_ZUR AUFGABE_:
Schreib aus dem Text über das Begräbnis des Metropoliten den Teil von "Die Seelenmesse für" bis "Gottesdienst wiederaufgenommen hatte." noch einmal ab und tausche dabei "Seelenmesse" gegen "Totenmesse" aus.

_VORLIEGENDER TEXT_:
"""
Die Rigaer Zeitung “Heute” teilt Einzelheiten über das Begräbnis des verstorbenen Höchstgeweihten Metropoliten Agafangel mit: sie fand am 21. Oktober statt, und nicht am 20., wie ursprünglich beschlossen war. Der 20. Oktober fiel nämlich auf einen Samstag. Die Arbeiter des Jaroslavler Industriegebietes wandten sich an die örtliche Sowjetmacht mit der Bitte, daß ihnen gestattet würde, die Beerdigung am folgenden Tag, den 21. Oktober durchzuführen, da dann alle Arbeiter wegen des Sonntags frei sind und an den Feierlichkeiten teilnehmen könnten. Der Bitte der Arbeiter wurde stattgegeben, und die Beerdigung fand am 21. Oktober statt.
Die Seelenmesse für Metropolit Agafangel wurde in der Nikita-Kirche von Jaroslavl zelebriert, in der Nähe welcher der verstorbene Hierarch nach seiner Rückkehr aus der Verbannung den Gottesdienst wiederaufgenommen hatte.
Unter dieser Nikita-Kirche wurde Vladyka Agafangel begraben in Anwesenheit einer großen Menge von örtlichen Arbeitern, die während der Beerdigung die Ordnung in der ganzen Stadt aufrechterhielten. Zum Begräbnis des Metropoliten kam die gesamte Bevölkerung aus der Stadt und aus der Umgebung.
"""
Einträge aus einer Sammlung:
"""
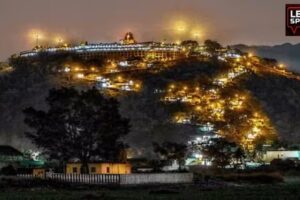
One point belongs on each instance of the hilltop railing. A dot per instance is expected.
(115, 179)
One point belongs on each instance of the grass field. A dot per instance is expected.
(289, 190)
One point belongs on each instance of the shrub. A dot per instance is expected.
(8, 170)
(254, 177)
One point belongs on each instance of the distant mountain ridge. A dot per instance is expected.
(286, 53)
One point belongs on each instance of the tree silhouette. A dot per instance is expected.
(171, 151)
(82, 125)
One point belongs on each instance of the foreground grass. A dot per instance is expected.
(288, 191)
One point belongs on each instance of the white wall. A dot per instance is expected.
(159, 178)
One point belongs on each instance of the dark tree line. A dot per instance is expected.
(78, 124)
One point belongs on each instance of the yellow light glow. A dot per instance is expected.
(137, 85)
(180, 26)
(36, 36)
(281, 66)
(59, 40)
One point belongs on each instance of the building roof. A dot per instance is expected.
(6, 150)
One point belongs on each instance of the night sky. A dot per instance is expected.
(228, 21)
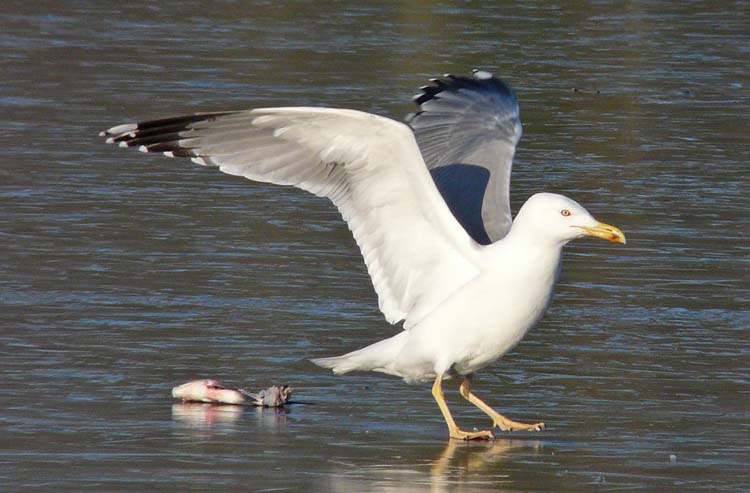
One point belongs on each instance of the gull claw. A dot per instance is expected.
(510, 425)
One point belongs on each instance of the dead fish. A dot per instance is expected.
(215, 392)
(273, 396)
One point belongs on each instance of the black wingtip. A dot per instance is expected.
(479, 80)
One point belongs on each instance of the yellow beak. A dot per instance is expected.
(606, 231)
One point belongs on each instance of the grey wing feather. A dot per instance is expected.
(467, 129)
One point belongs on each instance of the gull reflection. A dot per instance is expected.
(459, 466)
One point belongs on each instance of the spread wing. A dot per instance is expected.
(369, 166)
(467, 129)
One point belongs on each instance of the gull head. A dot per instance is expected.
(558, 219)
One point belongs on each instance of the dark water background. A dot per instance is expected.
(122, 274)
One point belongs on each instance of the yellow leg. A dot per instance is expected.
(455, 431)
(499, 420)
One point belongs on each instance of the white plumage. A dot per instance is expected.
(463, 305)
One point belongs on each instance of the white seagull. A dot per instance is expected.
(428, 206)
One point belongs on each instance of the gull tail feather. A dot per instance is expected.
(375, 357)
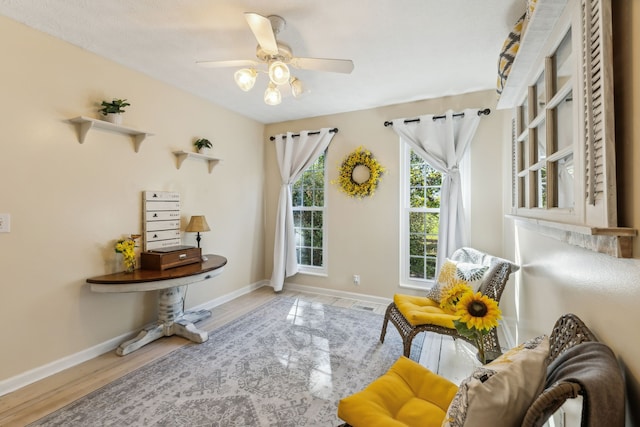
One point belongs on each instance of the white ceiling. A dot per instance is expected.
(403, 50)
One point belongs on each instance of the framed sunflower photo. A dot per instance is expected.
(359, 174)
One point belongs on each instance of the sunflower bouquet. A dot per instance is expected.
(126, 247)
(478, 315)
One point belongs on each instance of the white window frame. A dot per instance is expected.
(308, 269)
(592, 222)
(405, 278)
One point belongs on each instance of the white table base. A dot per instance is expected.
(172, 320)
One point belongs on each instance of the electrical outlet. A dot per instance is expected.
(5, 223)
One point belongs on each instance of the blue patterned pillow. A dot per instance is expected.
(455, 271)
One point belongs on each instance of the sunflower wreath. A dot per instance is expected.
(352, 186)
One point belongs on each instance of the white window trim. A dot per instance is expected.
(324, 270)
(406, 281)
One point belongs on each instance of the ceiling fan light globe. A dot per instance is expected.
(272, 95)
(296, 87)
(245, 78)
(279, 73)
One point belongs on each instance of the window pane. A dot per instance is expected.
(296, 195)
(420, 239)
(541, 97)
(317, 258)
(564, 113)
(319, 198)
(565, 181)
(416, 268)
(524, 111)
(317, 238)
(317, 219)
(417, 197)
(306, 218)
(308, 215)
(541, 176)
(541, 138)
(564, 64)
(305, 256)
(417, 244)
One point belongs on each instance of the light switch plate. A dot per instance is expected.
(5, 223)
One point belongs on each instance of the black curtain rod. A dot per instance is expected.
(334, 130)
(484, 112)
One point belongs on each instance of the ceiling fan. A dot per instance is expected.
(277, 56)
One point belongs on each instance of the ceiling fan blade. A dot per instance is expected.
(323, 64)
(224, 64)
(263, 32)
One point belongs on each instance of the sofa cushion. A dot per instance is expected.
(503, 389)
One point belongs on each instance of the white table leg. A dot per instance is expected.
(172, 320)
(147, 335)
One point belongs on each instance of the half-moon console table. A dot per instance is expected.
"""
_LÖSUNG_:
Die Totenmesse für Metropolit Agafangel wurde in der Nikita-Kirche von Jaroslavl zelebriert, in der Nähe welcher der verstorbene Hierarch nach seiner Rückkehr aus der Verbannung den Gottesdienst wiederaufgenommen hatte.